### [EXTRACTED RECORDS]
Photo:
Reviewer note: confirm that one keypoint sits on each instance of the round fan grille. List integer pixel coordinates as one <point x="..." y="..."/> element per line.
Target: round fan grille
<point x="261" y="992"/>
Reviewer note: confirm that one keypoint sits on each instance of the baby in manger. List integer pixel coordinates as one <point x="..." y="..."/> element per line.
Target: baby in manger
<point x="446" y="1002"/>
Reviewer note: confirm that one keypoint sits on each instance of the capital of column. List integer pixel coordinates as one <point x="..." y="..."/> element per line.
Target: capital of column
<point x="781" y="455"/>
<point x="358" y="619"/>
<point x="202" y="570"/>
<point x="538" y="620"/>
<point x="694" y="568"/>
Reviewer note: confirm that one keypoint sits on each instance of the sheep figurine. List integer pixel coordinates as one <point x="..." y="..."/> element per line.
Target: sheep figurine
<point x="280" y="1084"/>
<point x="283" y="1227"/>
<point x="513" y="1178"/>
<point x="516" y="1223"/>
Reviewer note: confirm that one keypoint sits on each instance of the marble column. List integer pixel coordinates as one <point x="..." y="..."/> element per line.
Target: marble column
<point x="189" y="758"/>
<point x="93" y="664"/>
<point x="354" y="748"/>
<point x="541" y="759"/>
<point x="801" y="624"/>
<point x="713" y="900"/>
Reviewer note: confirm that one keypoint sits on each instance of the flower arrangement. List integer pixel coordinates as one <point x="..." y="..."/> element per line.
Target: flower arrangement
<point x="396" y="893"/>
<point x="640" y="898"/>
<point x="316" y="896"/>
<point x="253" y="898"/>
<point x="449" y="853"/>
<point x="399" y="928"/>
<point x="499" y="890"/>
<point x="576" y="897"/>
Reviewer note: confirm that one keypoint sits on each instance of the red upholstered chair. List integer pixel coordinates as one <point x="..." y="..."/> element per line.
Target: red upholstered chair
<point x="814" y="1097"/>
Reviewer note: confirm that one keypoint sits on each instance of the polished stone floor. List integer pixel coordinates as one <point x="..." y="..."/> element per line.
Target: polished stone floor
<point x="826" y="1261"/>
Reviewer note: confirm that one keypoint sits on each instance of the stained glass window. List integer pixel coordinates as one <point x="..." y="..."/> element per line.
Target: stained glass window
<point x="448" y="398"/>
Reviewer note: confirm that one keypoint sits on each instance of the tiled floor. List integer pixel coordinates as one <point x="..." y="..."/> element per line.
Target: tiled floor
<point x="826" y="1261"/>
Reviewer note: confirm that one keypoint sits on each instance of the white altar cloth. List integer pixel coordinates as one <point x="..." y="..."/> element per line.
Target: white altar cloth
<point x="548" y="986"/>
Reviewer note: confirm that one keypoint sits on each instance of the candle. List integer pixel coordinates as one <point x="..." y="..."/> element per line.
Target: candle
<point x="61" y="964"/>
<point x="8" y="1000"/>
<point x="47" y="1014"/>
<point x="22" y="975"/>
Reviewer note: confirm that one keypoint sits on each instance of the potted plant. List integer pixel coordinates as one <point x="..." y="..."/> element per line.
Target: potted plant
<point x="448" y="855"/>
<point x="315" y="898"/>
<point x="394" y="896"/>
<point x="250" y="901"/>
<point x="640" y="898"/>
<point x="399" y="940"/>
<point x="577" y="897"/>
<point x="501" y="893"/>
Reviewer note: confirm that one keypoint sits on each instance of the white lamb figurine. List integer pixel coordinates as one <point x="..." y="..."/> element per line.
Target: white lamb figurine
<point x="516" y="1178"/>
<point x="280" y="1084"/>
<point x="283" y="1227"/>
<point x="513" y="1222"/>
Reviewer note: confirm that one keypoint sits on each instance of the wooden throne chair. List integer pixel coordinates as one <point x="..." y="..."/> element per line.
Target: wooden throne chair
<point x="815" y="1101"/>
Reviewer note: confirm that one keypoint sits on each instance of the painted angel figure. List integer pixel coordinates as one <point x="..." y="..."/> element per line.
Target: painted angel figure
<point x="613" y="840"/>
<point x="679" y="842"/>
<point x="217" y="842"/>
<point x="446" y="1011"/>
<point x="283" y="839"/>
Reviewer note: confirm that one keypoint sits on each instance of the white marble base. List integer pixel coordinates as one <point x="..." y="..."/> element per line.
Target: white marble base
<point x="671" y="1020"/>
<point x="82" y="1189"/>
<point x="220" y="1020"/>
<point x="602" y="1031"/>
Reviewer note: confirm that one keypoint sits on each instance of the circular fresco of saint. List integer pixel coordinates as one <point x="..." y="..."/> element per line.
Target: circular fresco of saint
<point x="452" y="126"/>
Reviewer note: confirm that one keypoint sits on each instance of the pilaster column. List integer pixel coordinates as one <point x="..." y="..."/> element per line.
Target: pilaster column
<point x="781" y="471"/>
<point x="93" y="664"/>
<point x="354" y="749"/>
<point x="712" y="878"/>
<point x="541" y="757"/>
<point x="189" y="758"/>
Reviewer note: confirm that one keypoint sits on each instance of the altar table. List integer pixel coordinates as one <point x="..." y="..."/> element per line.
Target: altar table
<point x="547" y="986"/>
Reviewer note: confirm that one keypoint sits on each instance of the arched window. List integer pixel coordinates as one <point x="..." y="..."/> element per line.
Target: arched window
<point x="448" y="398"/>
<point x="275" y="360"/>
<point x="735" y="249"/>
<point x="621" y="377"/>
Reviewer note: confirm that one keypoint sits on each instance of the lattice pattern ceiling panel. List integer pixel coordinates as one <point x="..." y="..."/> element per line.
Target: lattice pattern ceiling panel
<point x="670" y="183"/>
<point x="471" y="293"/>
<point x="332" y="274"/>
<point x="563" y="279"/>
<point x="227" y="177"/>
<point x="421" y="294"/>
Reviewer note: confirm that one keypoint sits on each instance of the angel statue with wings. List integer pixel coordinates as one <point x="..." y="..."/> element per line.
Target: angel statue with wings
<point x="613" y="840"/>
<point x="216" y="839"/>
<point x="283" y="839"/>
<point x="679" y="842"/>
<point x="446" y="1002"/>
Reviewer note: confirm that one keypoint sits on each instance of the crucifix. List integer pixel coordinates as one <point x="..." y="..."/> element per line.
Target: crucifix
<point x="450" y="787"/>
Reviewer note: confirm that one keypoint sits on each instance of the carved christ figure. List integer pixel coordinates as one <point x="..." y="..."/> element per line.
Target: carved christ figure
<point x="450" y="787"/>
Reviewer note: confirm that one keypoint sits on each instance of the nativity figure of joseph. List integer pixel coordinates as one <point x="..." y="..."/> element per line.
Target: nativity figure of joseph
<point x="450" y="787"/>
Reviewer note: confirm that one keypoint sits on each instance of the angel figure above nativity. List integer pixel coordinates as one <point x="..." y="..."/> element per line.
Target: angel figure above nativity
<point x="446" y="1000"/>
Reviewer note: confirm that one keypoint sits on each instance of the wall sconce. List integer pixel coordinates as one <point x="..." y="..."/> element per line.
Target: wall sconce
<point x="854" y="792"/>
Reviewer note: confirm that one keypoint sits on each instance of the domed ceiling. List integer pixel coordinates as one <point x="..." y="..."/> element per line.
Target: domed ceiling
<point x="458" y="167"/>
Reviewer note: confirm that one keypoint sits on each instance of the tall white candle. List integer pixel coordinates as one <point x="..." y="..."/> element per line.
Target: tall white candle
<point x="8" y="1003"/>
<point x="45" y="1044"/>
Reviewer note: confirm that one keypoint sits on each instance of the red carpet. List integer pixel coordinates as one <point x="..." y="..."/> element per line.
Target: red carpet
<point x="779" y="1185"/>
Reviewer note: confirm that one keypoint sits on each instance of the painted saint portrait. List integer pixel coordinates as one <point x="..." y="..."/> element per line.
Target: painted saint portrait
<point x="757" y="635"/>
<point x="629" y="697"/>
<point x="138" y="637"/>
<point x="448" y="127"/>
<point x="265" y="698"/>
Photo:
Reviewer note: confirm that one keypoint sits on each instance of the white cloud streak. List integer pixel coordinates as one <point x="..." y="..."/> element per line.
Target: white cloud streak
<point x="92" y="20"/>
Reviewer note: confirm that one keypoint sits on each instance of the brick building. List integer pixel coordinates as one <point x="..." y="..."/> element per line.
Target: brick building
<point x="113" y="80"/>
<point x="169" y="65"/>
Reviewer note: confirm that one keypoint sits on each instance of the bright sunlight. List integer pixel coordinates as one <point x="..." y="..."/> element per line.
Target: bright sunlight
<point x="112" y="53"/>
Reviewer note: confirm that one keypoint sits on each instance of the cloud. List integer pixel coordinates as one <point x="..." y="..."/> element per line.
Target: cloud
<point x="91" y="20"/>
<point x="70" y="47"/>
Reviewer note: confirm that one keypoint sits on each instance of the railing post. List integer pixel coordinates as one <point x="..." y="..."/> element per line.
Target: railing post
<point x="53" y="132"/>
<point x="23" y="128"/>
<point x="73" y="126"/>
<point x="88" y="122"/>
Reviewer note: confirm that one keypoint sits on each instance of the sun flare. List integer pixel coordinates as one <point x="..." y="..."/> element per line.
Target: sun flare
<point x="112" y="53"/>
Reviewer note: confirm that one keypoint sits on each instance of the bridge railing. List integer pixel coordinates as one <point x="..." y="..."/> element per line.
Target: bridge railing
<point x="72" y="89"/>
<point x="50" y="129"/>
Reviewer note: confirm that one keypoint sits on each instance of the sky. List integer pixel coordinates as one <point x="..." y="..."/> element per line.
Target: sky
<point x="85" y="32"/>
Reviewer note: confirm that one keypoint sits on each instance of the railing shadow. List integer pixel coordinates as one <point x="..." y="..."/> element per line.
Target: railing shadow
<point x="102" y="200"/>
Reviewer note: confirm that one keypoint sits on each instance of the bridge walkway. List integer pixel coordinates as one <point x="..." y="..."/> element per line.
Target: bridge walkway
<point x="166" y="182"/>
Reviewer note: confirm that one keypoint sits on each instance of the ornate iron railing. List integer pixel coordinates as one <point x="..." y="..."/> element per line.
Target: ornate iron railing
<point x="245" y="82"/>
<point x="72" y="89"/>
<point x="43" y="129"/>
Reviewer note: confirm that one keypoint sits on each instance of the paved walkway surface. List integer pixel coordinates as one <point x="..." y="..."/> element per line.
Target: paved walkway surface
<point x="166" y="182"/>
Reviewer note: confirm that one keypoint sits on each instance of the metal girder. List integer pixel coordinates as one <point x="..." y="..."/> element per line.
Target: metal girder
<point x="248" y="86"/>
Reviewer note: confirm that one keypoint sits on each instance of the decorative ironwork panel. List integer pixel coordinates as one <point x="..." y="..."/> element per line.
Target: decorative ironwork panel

### [WHAT THE EXERCISE ASKS]
Rewrite only the records from the line containing "of the paved" through the end of the records, changing "metal girder" to "steel beam" and leaving everything else unchanged.

### [RIGHT ANSWER]
Reviewer note: confirm that one keypoint sits on each instance of the paved walkway surface. List integer pixel coordinates as one <point x="..." y="..."/> element per line.
Target: paved walkway surface
<point x="166" y="182"/>
Reviewer note: confirm that one keypoint sits on each instance of the steel beam. List integer pixel coordinates as one <point x="..." y="..."/> element per line.
Target: steel beam
<point x="248" y="86"/>
Reviewer note: confirm that one keypoint sits on each instance of the decorative ironwork panel. List integer pixel coordinates as one <point x="..." y="..."/> element per line.
Target: decorative ironwork panel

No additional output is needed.